In short, “incidental” movement is that movement which served “only to facilitate the [planned rape] with no other apparent purpose.” (Hoard, supra, 103 Cal.App.4th at p. 607, fn. omitted.) Here, there is no doubt that the moderate movement accomplished by appellant was subordinate to his plan to rape Ms. L. The kidnapping for purpose of rape conviction must be reversed.


II.

APPELLANT WAS DEPRIVED OF DUE PROCESS UNDER THE FEDERAL CONSTITUTION SINCE THE JURY WAS NOT ADEQUATELY INSTRUCTED ON THE ELEMENT OF AGGRAVATED KIDNAPPING THAT THE MOVEMENT OF THE VICTIM MUST BE BEYOND THAT WHICH IS MERELY INCIDENTAL TO THE COMMISSION OF THE ATTEMPTED RAPE.

As has been discussed above, an element of kidnapping for the purpose of rape is that the “movement of the victim” must be “beyond that merely incidental to the commission” of the attempted rape. (Penal Code section 209, subd. (b)(2).) As will be demonstrated below, the trial court erred by failing to give an adequate instruction regarding this element of the offense.

Pursuant to CALJIC No. 9.54, the court instructed the jury as follows:

“The defendant is accused in count one of having committed the crime of kidnapping to commit rape, a violation of section 209, subdivision (b)(1) of the Penal Code. Every person who with the specific intent to commit rape kidnaps any individual is guilty of the crime of kidnapping to commit rape.

“In violation of Penal Code section 209, subdivision (b)(1), the specific intent to commit rape must be present when the kidnapping commences. Kidnapping is the unlawful movement by physical force of a person without that person’s consent for a substantial distance where the movement is not merely incidental to the commission of the rape and where the movement substantially increases the risk of harm to the person moved over and above that necessarily present in the crime of rape.

“In this crime, namely kidnapping to commit rape, the risk of harm requirement refers to the risk of either physical or mental harm.

“Kidnapping is also the unlawful compulsion of that person without that person’s consult [sic] and because of reasonable apprehension of harm or substantial distance where such movement is not merely incidental to the commission of the rape and where the movement substantially increases the risk of harm to the person moved over and above that necessarily present in the crime of rape itself. Brief movements to facilitate the crime of rape are incidental to the – or are incidental to the commission of the rape. On the other hand, movement to facilitate the rape that are for a substantial distance rather than brief are not incidental to the commission of the rape.

▶ STORED DATA:
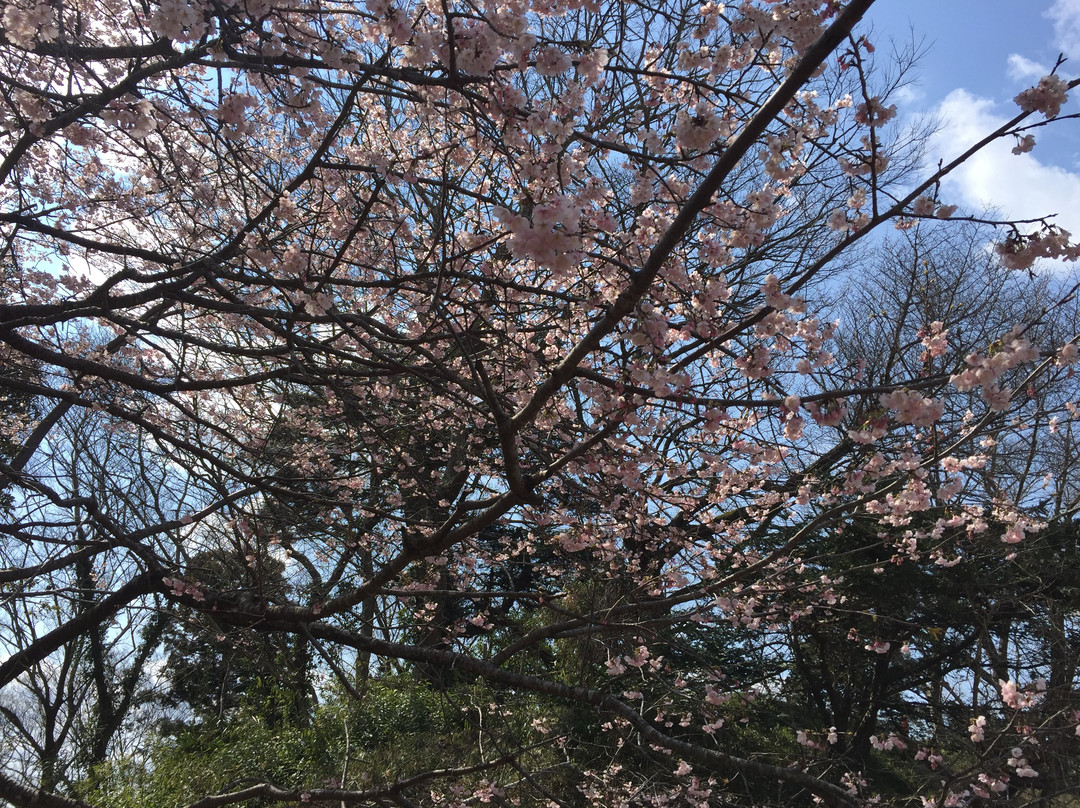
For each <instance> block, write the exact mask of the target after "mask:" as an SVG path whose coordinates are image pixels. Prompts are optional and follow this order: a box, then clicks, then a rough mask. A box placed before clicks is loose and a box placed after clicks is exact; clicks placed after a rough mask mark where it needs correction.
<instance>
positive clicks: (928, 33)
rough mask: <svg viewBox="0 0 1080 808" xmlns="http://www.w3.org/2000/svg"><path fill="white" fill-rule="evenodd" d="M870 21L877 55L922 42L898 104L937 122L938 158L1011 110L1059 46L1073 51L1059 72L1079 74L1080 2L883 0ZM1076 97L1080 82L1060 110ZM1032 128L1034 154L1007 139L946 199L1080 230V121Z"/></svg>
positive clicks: (1046, 66)
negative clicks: (917, 65) (1013, 98)
mask: <svg viewBox="0 0 1080 808" xmlns="http://www.w3.org/2000/svg"><path fill="white" fill-rule="evenodd" d="M867 22H868V23H869V24H870V25H872V26H873V31H874V32H873V35H872V40H873V41H874V43H875V44H876V45H877V46H878V51H879V53H881V54H886V53H888V52H889V51H890V50H891V48H890V41H895V42H896V43H897V44H901V45H903V44H907V43H909V42H910V41H912V39H913V36H914V38H915V41H917V42H921V43H922V44H923V46H924V49H926V55H924V56H923V58H922V59H921V62H920V64H919V66H918V69H917V79H918V81H917V83H916V84H915V85H914V86H913V87H912V89H910V91H909V92H908V93H907V97H905V98H903V99H902V100H901V106H902V107H903V112H904V115H905V116H906V117H907V121H908V122H912V121H913V119H914V118H915V117H916V116H920V115H923V116H926V115H929V116H936V117H939V118H940V119H941V121H942V126H943V129H942V130H941V132H940V134H939V135H937V136H936V137H935V139H934V140H933V143H932V144H931V145H930V154H929V159H930V161H932V162H936V160H937V159H939V158H944V159H948V158H949V157H951V156H956V153H958V151H959V149H960V147H962V146H964V145H970V143H972V142H973V140H974V139H976V138H977V136H978V135H981V134H985V133H986V132H989V131H990V130H991V129H994V127H995V126H996V125H998V124H1000V123H1001V122H1003V121H1005V120H1007V119H1008V118H1011V117H1012V116H1013V115H1015V112H1016V111H1018V109H1017V107H1016V105H1015V104H1014V103H1013V100H1012V98H1013V96H1015V95H1016V94H1017V93H1018V92H1020V91H1022V90H1024V89H1025V87H1028V86H1031V85H1032V84H1035V83H1037V82H1038V80H1039V78H1040V77H1041V76H1043V75H1045V73H1047V72H1049V70H1050V68H1051V67H1053V65H1054V62H1055V59H1056V58H1057V54H1058V53H1064V55H1065V56H1066V57H1067V58H1068V62H1066V64H1065V65H1064V66H1063V68H1062V69H1061V70H1059V73H1061V75H1062V76H1065V77H1072V76H1080V0H878V2H877V3H875V5H874V6H873V8H872V10H870V13H869V14H868V17H867V19H866V21H864V26H865V25H866V23H867ZM1078 100H1080V87H1078V89H1077V90H1076V91H1074V92H1072V93H1071V94H1070V97H1069V102H1068V104H1067V105H1066V106H1065V108H1064V109H1063V111H1062V115H1063V116H1064V115H1068V113H1078V112H1080V103H1078ZM1035 134H1036V137H1037V140H1038V145H1037V146H1036V148H1035V151H1032V152H1031V153H1030V154H1024V156H1018V157H1017V156H1014V154H1012V153H1011V151H1010V149H1011V148H1012V145H1013V144H1012V143H1008V144H1005V143H1001V144H998V145H996V146H995V147H991V149H989V150H988V151H987V152H986V153H984V154H982V156H981V157H978V158H977V159H976V160H974V161H972V162H971V163H970V164H969V165H967V166H966V167H964V169H963V170H962V171H960V172H959V173H958V174H957V175H956V176H955V177H954V178H951V179H950V180H949V181H947V183H946V184H945V185H944V187H943V193H942V198H943V201H946V202H954V203H959V204H960V205H961V206H962V207H964V208H967V210H969V211H975V212H978V211H981V210H982V208H986V207H996V208H998V210H999V211H1000V212H1001V213H1004V214H1007V215H1013V216H1017V217H1031V216H1040V215H1044V214H1051V213H1056V214H1058V216H1057V218H1056V219H1055V220H1056V221H1057V223H1058V224H1061V225H1062V226H1063V227H1065V228H1066V229H1067V230H1069V231H1070V232H1072V233H1074V234H1075V235H1080V121H1061V122H1059V123H1058V124H1056V125H1052V126H1047V127H1043V129H1041V130H1038V131H1037V132H1036V133H1035Z"/></svg>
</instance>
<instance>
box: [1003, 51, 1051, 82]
mask: <svg viewBox="0 0 1080 808" xmlns="http://www.w3.org/2000/svg"><path fill="white" fill-rule="evenodd" d="M1049 72H1050V68H1049V67H1047V66H1045V65H1040V64H1039V63H1038V62H1035V60H1034V59H1029V58H1027V56H1021V55H1020V54H1018V53H1010V54H1009V78H1010V79H1012V80H1013V81H1018V82H1032V83H1034V81H1038V80H1039V79H1041V78H1042V77H1043V76H1045V75H1047V73H1049Z"/></svg>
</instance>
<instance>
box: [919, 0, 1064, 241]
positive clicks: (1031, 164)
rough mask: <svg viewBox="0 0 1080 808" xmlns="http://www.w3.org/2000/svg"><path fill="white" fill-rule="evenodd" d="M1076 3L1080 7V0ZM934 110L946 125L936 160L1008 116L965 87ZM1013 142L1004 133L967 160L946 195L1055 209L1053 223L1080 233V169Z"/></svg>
mask: <svg viewBox="0 0 1080 808" xmlns="http://www.w3.org/2000/svg"><path fill="white" fill-rule="evenodd" d="M1075 4H1076V5H1077V6H1078V8H1080V0H1078V2H1076V3H1075ZM935 115H936V116H937V117H939V118H940V119H941V120H942V121H943V127H942V129H941V131H940V132H937V134H935V135H934V137H933V139H932V142H931V144H930V153H929V154H928V158H930V159H931V160H932V161H933V163H934V164H935V163H936V162H937V160H944V161H945V162H948V161H949V160H951V159H954V158H956V157H958V156H959V154H960V153H961V151H962V150H963V149H967V148H968V147H969V146H970V145H972V144H974V143H975V142H977V140H978V139H981V138H983V137H985V136H986V135H987V134H989V133H990V132H993V131H994V130H995V129H997V127H998V126H1000V125H1002V124H1003V123H1004V122H1005V120H1007V119H1005V118H1003V117H1001V116H999V115H996V113H995V112H994V102H993V100H990V99H988V98H980V97H977V96H974V95H972V94H970V93H969V92H967V91H966V90H954V91H953V92H951V93H949V94H948V96H946V98H945V100H944V102H942V104H941V106H940V107H939V108H937V110H936V111H935ZM1035 134H1036V137H1037V138H1038V131H1036V133H1035ZM1014 145H1015V140H1014V139H1013V138H1002V139H1001V140H998V142H995V143H993V144H990V145H989V146H987V147H986V148H985V149H983V150H982V151H981V152H978V153H977V154H975V156H974V157H972V158H971V159H970V160H968V162H966V163H964V164H963V165H961V166H960V167H959V169H957V170H956V171H955V172H953V174H950V175H949V176H948V177H947V178H946V179H945V180H944V183H943V186H944V187H943V193H942V197H943V199H942V201H943V202H953V203H961V204H962V205H963V206H966V207H968V208H969V210H971V211H974V212H976V213H977V212H980V211H982V210H984V208H988V207H989V208H994V210H996V211H997V212H999V213H1000V214H1001V215H1002V216H1003V217H1009V218H1016V219H1030V218H1038V217H1041V216H1049V215H1052V214H1056V216H1055V218H1054V219H1053V221H1054V223H1055V224H1057V225H1059V226H1062V227H1064V228H1065V229H1066V230H1068V231H1069V232H1071V233H1075V234H1078V235H1080V173H1077V172H1070V171H1067V170H1066V169H1063V167H1061V166H1058V165H1052V164H1049V163H1044V162H1041V161H1040V159H1039V147H1038V146H1036V148H1035V151H1034V152H1031V153H1029V154H1013V153H1012V147H1013V146H1014Z"/></svg>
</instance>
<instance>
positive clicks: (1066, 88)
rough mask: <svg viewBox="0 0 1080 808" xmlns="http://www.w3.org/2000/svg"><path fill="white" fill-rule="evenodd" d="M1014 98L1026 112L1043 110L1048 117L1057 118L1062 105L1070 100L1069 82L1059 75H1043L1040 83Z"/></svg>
mask: <svg viewBox="0 0 1080 808" xmlns="http://www.w3.org/2000/svg"><path fill="white" fill-rule="evenodd" d="M1013 100H1014V102H1016V104H1018V105H1020V108H1021V109H1023V110H1024V111H1025V112H1042V113H1043V115H1044V116H1045V117H1047V118H1056V117H1057V113H1058V112H1061V111H1062V105H1063V104H1065V102H1067V100H1068V84H1067V83H1066V82H1065V81H1064V80H1063V79H1061V78H1058V77H1057V76H1043V77H1042V78H1041V79H1039V83H1038V84H1036V85H1035V86H1034V87H1028V89H1027V90H1025V91H1024V92H1022V93H1021V94H1020V95H1017V96H1016V97H1015V98H1013Z"/></svg>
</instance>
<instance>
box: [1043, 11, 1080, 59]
mask: <svg viewBox="0 0 1080 808" xmlns="http://www.w3.org/2000/svg"><path fill="white" fill-rule="evenodd" d="M1047 16H1048V17H1050V19H1051V22H1053V24H1054V46H1055V48H1056V49H1057V50H1059V51H1061V52H1062V53H1064V54H1065V55H1066V56H1068V57H1070V58H1077V57H1080V0H1054V4H1053V5H1051V6H1050V9H1049V10H1048V11H1047Z"/></svg>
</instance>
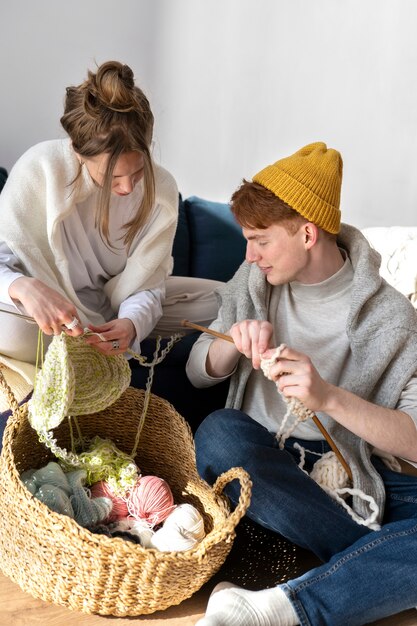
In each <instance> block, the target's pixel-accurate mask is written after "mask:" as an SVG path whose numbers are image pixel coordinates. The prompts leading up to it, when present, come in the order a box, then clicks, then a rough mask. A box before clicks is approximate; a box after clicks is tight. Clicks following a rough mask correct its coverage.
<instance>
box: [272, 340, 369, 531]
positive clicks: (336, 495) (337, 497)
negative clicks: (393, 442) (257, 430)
mask: <svg viewBox="0 0 417 626" xmlns="http://www.w3.org/2000/svg"><path fill="white" fill-rule="evenodd" d="M284 348H285V344H281V345H280V346H279V347H278V348H277V349H276V350H275V352H274V353H273V355H272V356H271V357H270V358H269V359H262V358H261V369H262V372H263V373H264V375H265V376H266V378H268V380H272V378H271V375H270V370H271V367H272V365H274V363H276V361H277V359H278V358H279V356H280V354H281V352H282V350H283V349H284ZM276 385H277V391H278V393H279V394H280V395H281V397H282V398H283V400H284V401H285V402H286V404H287V406H288V408H287V412H286V413H285V415H284V418H283V420H282V423H281V426H280V428H279V430H278V432H277V435H276V436H277V439H278V440H279V447H280V448H281V449H283V448H284V443H285V440H286V439H288V437H289V436H290V435H291V433H292V432H293V430H294V429H295V428H296V426H297V424H299V423H300V422H301V421H304V420H306V419H308V418H309V417H313V415H314V412H313V411H310V409H308V408H307V407H306V406H304V404H303V403H302V402H301V401H300V400H298V398H287V397H286V396H284V395H283V394H282V393H281V392H280V390H279V389H278V383H276ZM291 415H294V416H295V421H294V422H293V423H292V424H291V425H290V426H289V427H288V428H287V429H285V427H286V424H287V421H288V419H289V417H290V416H291ZM294 447H295V448H296V449H298V450H299V452H300V464H299V467H300V469H302V470H303V471H305V470H304V469H303V467H304V460H305V452H306V451H305V450H304V448H302V446H300V445H298V444H295V445H294ZM318 456H320V459H319V460H318V461H316V463H315V464H314V466H313V469H312V471H311V473H310V474H309V475H310V478H312V479H313V480H314V481H315V482H316V483H317V484H318V485H320V487H321V488H322V489H324V491H326V493H328V494H329V495H330V496H331V497H332V498H333V499H334V500H336V501H337V502H338V503H339V504H340V505H341V506H342V507H343V508H345V509H346V511H347V512H348V513H349V515H350V517H351V518H352V519H354V520H355V522H357V523H358V524H361V525H364V526H367V527H369V528H372V529H373V530H378V529H379V528H380V526H379V524H377V523H376V519H377V518H378V514H379V507H378V505H377V504H376V502H375V500H374V498H372V497H371V496H368V495H366V494H365V493H364V492H363V491H361V490H360V489H352V488H350V487H349V477H348V475H347V473H346V471H345V470H344V468H343V466H342V464H341V463H340V461H339V459H338V458H337V456H336V454H335V453H334V452H326V453H325V454H323V455H318ZM306 473H307V472H306ZM348 496H358V497H359V498H362V499H363V500H367V501H368V502H369V508H370V509H371V511H372V513H371V515H370V516H369V517H368V518H367V519H363V518H362V517H359V515H357V514H356V513H355V512H354V511H353V509H352V508H351V507H350V506H349V505H348V504H346V502H345V501H344V499H343V498H346V497H348Z"/></svg>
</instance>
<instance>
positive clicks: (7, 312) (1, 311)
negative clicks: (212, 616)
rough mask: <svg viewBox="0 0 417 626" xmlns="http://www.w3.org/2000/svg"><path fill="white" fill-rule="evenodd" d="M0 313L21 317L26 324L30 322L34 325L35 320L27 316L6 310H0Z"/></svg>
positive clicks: (4, 309)
mask: <svg viewBox="0 0 417 626" xmlns="http://www.w3.org/2000/svg"><path fill="white" fill-rule="evenodd" d="M0 313H8V314H9V315H16V317H21V318H22V319H24V320H26V321H27V322H32V323H33V324H36V322H35V318H33V317H29V315H23V313H18V312H17V311H7V310H6V309H0Z"/></svg>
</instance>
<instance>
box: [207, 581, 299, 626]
mask: <svg viewBox="0 0 417 626" xmlns="http://www.w3.org/2000/svg"><path fill="white" fill-rule="evenodd" d="M297 624H299V621H298V617H297V615H296V613H295V611H294V608H293V606H292V604H291V602H290V601H289V600H288V598H287V596H286V595H285V593H284V592H283V590H282V589H281V588H280V587H273V588H272V589H263V590H262V591H248V590H247V589H241V588H240V587H236V586H235V585H232V584H231V583H220V584H219V585H217V586H216V587H215V588H214V589H213V592H212V594H211V596H210V598H209V601H208V605H207V611H206V615H205V617H203V618H202V619H200V620H199V621H198V622H197V624H196V626H297Z"/></svg>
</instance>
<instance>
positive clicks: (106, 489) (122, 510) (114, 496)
mask: <svg viewBox="0 0 417 626" xmlns="http://www.w3.org/2000/svg"><path fill="white" fill-rule="evenodd" d="M90 493H91V497H92V498H109V499H110V500H111V501H112V503H113V507H112V510H111V511H110V515H109V516H108V517H107V519H106V522H116V521H117V520H120V519H124V518H125V517H127V516H128V514H129V512H128V510H127V504H126V500H125V499H124V498H122V497H121V496H117V495H116V494H115V493H114V491H113V490H112V489H111V487H110V485H109V484H108V483H106V481H104V480H100V482H98V483H95V484H94V485H92V486H91V488H90Z"/></svg>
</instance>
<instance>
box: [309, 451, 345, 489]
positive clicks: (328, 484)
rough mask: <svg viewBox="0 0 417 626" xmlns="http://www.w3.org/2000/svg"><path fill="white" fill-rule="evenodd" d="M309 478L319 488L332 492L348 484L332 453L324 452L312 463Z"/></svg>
mask: <svg viewBox="0 0 417 626" xmlns="http://www.w3.org/2000/svg"><path fill="white" fill-rule="evenodd" d="M310 477H311V478H312V479H313V480H315V481H316V483H318V484H319V485H320V486H321V487H327V488H328V489H331V490H332V491H335V490H336V489H342V488H344V487H346V486H347V485H348V483H349V477H348V475H347V473H346V471H345V469H344V468H343V466H342V464H341V463H340V462H339V460H338V458H337V457H336V455H335V453H334V452H325V453H324V454H323V456H322V457H320V458H319V459H318V461H316V462H315V463H314V465H313V469H312V470H311V472H310Z"/></svg>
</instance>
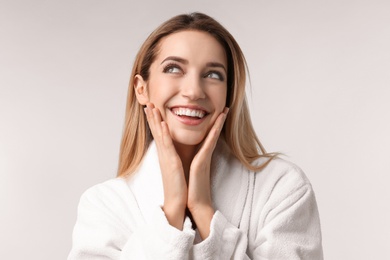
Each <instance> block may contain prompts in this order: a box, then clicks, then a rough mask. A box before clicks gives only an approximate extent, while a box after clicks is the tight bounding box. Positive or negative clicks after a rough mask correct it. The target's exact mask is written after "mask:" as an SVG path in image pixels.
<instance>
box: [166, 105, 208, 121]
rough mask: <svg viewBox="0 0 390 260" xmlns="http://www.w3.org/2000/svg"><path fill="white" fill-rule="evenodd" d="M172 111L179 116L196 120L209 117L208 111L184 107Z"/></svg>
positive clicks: (172, 108) (175, 109)
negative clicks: (196, 119) (185, 117)
mask: <svg viewBox="0 0 390 260" xmlns="http://www.w3.org/2000/svg"><path fill="white" fill-rule="evenodd" d="M171 111H172V112H173V113H174V114H175V115H177V116H180V117H192V118H194V119H201V118H203V117H205V116H206V115H207V112H206V111H203V110H199V109H191V108H184V107H175V108H172V109H171Z"/></svg>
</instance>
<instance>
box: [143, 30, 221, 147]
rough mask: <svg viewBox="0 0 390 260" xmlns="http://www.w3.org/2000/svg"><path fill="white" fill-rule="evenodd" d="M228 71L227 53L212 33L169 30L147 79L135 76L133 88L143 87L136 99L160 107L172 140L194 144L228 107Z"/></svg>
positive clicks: (159, 109) (200, 137)
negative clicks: (224, 50) (169, 32)
mask: <svg viewBox="0 0 390 260" xmlns="http://www.w3.org/2000/svg"><path fill="white" fill-rule="evenodd" d="M227 69H228V68H227V58H226V54H225V51H224V49H223V47H222V45H221V44H220V43H219V42H218V41H217V40H216V39H215V38H214V37H212V36H211V35H210V34H208V33H206V32H200V31H181V32H177V33H174V34H171V35H169V36H167V37H165V38H163V39H162V40H161V42H160V44H159V52H158V55H157V57H156V59H155V60H154V62H153V63H152V65H151V67H150V74H149V79H148V81H147V82H144V81H143V80H142V78H141V77H140V76H137V77H138V79H137V81H136V86H135V87H136V88H137V87H139V86H141V85H142V87H144V89H145V91H138V93H139V92H141V93H142V94H143V95H142V97H141V98H138V100H139V101H140V103H141V104H144V103H146V102H151V103H153V104H154V105H155V107H157V108H158V109H159V110H160V112H161V116H162V119H163V120H164V121H165V122H166V123H167V124H168V127H169V131H170V133H171V136H172V139H173V141H174V142H176V143H178V144H182V145H191V146H194V145H197V144H199V143H200V142H202V141H203V139H204V138H205V137H206V135H207V133H208V132H209V130H210V129H211V127H212V126H213V124H214V122H215V120H216V119H217V117H218V115H220V113H222V111H223V109H224V107H225V105H226V104H225V103H226V95H227ZM138 90H139V89H138ZM136 91H137V90H136ZM137 97H138V96H137ZM140 99H141V100H140ZM145 101H146V102H145Z"/></svg>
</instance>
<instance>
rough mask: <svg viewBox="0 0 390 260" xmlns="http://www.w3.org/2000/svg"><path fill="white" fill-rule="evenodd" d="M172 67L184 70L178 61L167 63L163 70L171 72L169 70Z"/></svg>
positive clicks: (163, 71) (173, 67) (165, 65)
mask: <svg viewBox="0 0 390 260" xmlns="http://www.w3.org/2000/svg"><path fill="white" fill-rule="evenodd" d="M170 69H179V70H180V71H183V70H182V69H181V67H180V66H179V65H177V64H176V63H168V64H167V65H165V67H164V69H163V72H164V73H170V72H169V70H170Z"/></svg>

▶ WHAT TO WORK ON:
A) Please quote the brief on aggravated kidnapping between "As has been" and "to commit rape.", inclusive.
B) Condense the paragraph in the brief on aggravated kidnapping that begins "As has been discussed above" into a shorter version that keeps its main points.
C) Proceed with the brief on aggravated kidnapping, picking up after its final sentence.

▶ WRITTEN ANSWERS:
A)
As has been discussed above, an element of kidnapping for the purpose of rape is that the “movement of the victim” must be “beyond that merely incidental to the commission” of the attempted rape. (Penal Code section 209, subd. (b)(2).) As will be demonstrated below, the trial court erred by failing to give an adequate instruction regarding this element of the offense.

Pursuant to CALJIC No. 9.54, the court instructed the jury as follows:

“The defendant is accused in count one of having committed the crime of kidnapping to commit rape, a violation of section 209, subdivision (b)(1) of the Penal Code. Every person who with the specific intent to commit rape kidnaps any individual is guilty of the crime of kidnapping to commit rape.

B) Under Penal Code section 209, subdivision (b)(2), kidnapping for the purpose of rape requires that the victim's movement go beyond what is merely incidental to committing the attempted rape. The trial court erred because it did not adequately instruct the jury on this element.

C)
“In order to prove this crime, each of the following elements must be proved: One, a person was moved by the use of physical force or compelled to move because of a reasonable apprehension of harm; two, the movement of that person was caused with the specific intent to commit rape and the person causing the movement had the required specific intent when the movement commenced; three, the movement of the person was without that person’s consent; four, the movement of that – of the person was for a substantial distance, that is, a distance more than slight, brief or trivial; and five, the movement substantially increased the risk of harm to the person moved over and above that necessarily present in the crime of rape itself.” (RT 222-224, emphasis added.)

As is readily apparent, there is a fundamental inconsistency between the introductory language of No. 9.54 and its specification of the elements of the offense. The introductory language correctly states that aggravated kidnapping is not committed where the “movement is not merely incidental to the commission of the rape . . . .” (RT 223.) However, in that portion of the instruction which specifies the elements of the crime, no mention is made that movement must be beyond that which is incidental to the commission of the rape. (RT 223-224.) Rather, the only specification in the elements section of the instruction is that “the movement of that – of the person was for a substantial distance, that is, a distance more than slight, brief or trivial; . . . .” (RT 224, see also written instruction at CT 178-179.)

On this record, it is uncertain whether the jury was made aware that more than “incidental” movement was an element of the offense. Since the instruction was at best inconsistent, error must be found under controlling Supreme Court precedent.

In Francis v. Franklin (1985) 471 U.S. 307, the jury was given conflicting instructions on the specific intent element of a murder charge. On the one hand, the jury was told that it could presume that the defendant had the intent to act as he did. On the other hand, the jury was instructed that the government had the burden of proof regarding the elements of the offense. In finding reversible error, the Supreme Court held:

“Even if a reasonable juror could have understood the prohibition of presuming ‘criminal intention’ as applying to the element of intent, that instruction did no more than contradict the instruction in the immediately preceding sentence. A reasonable juror could easily have resolved the contradiction in the instruction by choosing to abide by the mandatory presumption and ignore the prohibition of presumption. Nothing in these specific sentences or in the charge as a whole makes clear to the jury that one of these contradictory instructions carries more weight than the other. Language that merely contradicts and does not explain a constitutionally infirm instruction will not suffice to absolve the infirmity. A reviewing court has no way of knowing which of the two irreconcilable instructions the jurors applied in reaching their verdict.” (Id., at p. 322, fn. omitted.)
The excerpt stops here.